• _Exercise prompt_: Up to and including the final line, retype each line of the records below, starting with the one that contains "As a warehouse robot's perception module, locate red fabric".

• _Material supplied_:
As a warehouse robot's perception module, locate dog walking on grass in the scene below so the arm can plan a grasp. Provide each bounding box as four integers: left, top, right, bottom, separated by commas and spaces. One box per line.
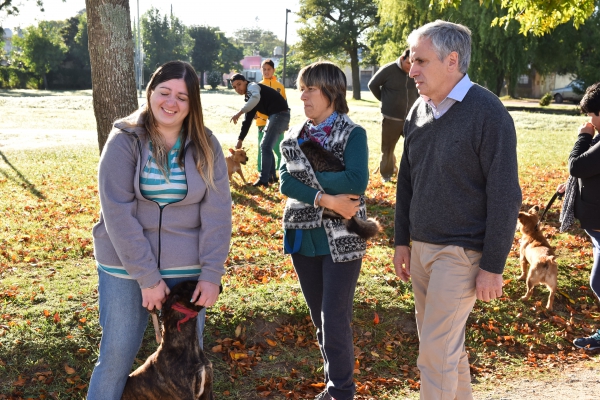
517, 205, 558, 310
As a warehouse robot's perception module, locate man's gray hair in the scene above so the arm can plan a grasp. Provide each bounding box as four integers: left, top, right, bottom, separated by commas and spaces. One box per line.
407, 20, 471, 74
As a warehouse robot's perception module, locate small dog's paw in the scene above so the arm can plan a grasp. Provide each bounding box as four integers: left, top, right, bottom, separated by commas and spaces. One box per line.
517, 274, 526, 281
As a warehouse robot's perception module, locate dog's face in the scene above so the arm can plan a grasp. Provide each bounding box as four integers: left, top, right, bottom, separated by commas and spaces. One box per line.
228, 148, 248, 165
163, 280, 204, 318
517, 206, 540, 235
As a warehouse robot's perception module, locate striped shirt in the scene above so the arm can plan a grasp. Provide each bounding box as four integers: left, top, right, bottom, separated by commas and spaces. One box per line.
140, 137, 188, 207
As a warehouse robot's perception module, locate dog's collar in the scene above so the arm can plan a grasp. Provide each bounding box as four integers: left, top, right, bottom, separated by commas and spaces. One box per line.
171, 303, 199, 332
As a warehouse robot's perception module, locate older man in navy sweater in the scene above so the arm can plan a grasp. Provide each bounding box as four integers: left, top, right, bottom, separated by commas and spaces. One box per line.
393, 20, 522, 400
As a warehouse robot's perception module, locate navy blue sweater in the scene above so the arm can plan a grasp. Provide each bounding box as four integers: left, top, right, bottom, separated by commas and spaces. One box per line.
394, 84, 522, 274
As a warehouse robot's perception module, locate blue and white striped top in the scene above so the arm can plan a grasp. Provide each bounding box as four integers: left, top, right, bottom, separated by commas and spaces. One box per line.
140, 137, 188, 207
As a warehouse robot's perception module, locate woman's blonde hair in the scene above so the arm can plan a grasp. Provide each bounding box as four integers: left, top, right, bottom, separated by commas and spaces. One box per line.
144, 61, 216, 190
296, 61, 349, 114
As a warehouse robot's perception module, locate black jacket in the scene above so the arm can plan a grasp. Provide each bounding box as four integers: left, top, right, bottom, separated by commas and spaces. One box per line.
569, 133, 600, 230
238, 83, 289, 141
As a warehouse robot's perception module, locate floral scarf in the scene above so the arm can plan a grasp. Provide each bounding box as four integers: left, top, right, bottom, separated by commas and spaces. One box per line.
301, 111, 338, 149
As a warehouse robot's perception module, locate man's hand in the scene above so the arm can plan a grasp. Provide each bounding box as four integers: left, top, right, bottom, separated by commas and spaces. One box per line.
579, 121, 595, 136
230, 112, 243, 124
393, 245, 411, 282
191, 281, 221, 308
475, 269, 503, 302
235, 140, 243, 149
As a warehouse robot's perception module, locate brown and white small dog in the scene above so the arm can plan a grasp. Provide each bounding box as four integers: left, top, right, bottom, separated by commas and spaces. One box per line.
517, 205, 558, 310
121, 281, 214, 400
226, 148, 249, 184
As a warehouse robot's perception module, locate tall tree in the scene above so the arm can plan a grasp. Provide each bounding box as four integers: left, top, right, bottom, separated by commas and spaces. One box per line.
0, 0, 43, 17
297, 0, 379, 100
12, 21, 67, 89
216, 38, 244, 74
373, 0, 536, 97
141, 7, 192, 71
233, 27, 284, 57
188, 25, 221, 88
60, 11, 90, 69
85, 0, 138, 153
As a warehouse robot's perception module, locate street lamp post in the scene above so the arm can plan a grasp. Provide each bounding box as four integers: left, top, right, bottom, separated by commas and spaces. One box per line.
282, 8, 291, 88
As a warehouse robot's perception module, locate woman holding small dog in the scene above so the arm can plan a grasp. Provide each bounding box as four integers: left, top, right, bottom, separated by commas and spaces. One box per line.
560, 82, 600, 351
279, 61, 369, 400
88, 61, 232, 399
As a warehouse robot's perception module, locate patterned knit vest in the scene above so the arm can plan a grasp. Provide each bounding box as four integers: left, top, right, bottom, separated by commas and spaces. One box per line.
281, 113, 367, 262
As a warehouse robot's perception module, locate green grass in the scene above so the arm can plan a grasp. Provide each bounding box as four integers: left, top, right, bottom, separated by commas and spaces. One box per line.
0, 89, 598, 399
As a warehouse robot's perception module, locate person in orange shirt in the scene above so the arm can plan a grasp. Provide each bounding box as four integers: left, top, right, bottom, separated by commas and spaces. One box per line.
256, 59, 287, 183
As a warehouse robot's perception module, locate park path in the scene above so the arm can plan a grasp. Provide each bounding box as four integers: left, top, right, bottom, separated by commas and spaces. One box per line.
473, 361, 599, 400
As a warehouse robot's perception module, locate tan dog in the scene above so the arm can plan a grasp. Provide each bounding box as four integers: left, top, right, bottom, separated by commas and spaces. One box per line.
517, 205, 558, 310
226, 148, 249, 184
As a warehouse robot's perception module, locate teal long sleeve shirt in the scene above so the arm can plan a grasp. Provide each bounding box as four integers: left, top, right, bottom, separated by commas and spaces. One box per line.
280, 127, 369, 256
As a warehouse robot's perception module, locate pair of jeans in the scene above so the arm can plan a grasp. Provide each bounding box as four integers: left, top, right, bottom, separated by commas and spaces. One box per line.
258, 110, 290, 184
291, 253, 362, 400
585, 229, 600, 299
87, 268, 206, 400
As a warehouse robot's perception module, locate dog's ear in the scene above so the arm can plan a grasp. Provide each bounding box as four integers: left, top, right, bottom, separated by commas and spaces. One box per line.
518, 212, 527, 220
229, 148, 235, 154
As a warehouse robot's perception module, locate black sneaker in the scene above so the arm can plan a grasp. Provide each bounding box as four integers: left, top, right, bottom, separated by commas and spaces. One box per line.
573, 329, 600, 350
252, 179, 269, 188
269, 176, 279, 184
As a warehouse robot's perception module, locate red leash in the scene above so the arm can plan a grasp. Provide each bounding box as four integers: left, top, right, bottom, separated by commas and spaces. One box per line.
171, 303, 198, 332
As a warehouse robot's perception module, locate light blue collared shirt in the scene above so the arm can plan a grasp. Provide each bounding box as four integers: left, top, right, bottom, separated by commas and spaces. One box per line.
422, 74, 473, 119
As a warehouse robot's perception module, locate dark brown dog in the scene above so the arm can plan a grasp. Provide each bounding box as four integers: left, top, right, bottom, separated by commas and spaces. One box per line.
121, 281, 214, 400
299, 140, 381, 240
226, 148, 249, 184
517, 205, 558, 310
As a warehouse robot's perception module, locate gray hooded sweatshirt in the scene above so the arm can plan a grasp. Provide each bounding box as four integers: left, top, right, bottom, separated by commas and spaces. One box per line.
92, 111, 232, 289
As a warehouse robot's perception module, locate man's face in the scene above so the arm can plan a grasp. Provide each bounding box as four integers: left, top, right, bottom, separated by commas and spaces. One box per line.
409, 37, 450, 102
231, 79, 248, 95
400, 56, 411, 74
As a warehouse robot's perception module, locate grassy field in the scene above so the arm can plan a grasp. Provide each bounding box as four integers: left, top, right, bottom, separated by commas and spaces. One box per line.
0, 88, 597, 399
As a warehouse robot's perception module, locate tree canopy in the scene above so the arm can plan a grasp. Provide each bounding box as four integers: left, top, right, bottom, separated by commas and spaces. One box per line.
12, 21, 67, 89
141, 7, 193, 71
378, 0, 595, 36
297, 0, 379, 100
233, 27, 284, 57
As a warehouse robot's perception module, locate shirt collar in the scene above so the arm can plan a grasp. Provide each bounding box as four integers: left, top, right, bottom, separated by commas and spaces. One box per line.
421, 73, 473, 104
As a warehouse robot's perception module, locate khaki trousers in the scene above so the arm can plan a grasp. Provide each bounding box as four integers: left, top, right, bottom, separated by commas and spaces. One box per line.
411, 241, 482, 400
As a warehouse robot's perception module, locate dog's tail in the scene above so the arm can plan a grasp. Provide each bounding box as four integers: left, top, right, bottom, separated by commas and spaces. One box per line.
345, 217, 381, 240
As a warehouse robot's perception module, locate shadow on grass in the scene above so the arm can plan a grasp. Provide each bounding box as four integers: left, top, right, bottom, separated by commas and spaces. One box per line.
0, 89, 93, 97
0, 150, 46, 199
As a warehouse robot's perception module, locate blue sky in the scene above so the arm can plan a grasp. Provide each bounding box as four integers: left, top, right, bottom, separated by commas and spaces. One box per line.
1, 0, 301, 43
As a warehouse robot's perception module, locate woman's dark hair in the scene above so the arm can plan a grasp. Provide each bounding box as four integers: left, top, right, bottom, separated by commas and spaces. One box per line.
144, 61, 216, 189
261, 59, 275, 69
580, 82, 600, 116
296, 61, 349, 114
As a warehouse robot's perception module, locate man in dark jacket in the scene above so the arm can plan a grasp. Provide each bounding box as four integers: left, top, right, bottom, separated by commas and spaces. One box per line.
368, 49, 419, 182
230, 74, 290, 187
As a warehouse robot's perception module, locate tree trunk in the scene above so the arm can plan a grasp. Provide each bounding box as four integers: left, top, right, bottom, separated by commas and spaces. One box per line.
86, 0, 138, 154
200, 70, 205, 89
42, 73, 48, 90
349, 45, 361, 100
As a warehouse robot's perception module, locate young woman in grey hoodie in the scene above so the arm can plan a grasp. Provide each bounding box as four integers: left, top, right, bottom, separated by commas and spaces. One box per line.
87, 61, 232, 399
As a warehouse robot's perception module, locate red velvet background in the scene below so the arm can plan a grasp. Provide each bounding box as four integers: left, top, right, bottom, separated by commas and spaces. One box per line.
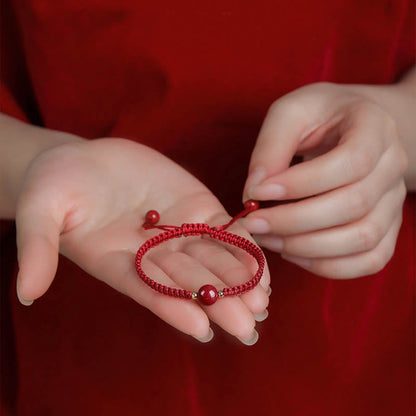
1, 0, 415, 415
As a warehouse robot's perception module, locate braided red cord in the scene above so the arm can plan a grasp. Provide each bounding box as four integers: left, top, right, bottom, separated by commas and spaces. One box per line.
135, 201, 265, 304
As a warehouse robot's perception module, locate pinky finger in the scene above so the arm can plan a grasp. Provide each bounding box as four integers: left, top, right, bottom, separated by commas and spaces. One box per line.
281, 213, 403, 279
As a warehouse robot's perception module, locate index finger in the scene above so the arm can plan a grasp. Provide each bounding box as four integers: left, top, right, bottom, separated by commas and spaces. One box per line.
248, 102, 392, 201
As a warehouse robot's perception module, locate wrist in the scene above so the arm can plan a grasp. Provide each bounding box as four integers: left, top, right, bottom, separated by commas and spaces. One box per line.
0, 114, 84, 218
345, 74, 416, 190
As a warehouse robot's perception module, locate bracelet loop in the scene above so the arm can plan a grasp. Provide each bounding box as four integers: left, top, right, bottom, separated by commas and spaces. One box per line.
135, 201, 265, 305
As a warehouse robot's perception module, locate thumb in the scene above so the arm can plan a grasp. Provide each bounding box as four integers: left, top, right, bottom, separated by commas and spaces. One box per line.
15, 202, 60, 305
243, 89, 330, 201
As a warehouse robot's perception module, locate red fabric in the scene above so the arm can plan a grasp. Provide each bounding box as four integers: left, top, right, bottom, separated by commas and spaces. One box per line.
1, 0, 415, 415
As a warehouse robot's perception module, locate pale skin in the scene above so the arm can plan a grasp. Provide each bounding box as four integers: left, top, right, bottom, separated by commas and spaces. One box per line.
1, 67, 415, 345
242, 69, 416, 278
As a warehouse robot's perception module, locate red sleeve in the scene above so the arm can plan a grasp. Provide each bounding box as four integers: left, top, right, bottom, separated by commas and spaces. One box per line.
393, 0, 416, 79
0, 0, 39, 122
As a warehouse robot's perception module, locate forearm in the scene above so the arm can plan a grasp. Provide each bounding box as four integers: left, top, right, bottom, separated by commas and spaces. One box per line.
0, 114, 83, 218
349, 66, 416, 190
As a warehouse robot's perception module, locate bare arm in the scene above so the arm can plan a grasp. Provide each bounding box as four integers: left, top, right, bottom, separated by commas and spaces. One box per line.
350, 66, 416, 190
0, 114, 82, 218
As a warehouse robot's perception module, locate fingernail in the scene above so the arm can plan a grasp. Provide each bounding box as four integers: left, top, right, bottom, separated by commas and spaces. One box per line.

• _Output for this exercise_:
As a warehouse robot's perception module, locate red fabric in the scene above so the arm can plan a grasp. Provide each bounding box as four integers: left, top, right, bottom, separated by commas and spaces. One box per line.
1, 0, 415, 415
As a warehouse robot's perception module, locate pale skin in the scene above so the arm can plan a grasp. Provide each bounding box as four integers: left, top, right, bottom, separated by commas and spaces. One box per line.
1, 67, 415, 345
242, 69, 416, 278
As a warehouse robot's perception module, locate red sleeve in the scene above so the arm can plan a grasp. Provide each bounding box as four integers: left, top, right, bottom, separated by commas and spaces. One box per line.
393, 0, 416, 79
0, 0, 39, 122
As a warehouse robot's perception module, locate forearm in the scene above so the arm can plan a grasp. Provide each bounding box as four integers: left, top, right, bottom, separated by commas and spaces. One box per line.
0, 114, 83, 218
349, 66, 416, 190
As a warehouse robot's perception module, locate bare arm in the scene above so the arm can plan a grasp. Provide each bounding box as four integers: left, top, right, bottom, separated by commas and spaces. One box per line.
350, 66, 416, 190
0, 114, 82, 218
As a warehouse robot's perception module, locate fingernail in the scene above so the arm can plan a grasp. Provide each bounding box as four integers: left, top, right, bottom, separated by commas and spaces. One box per line.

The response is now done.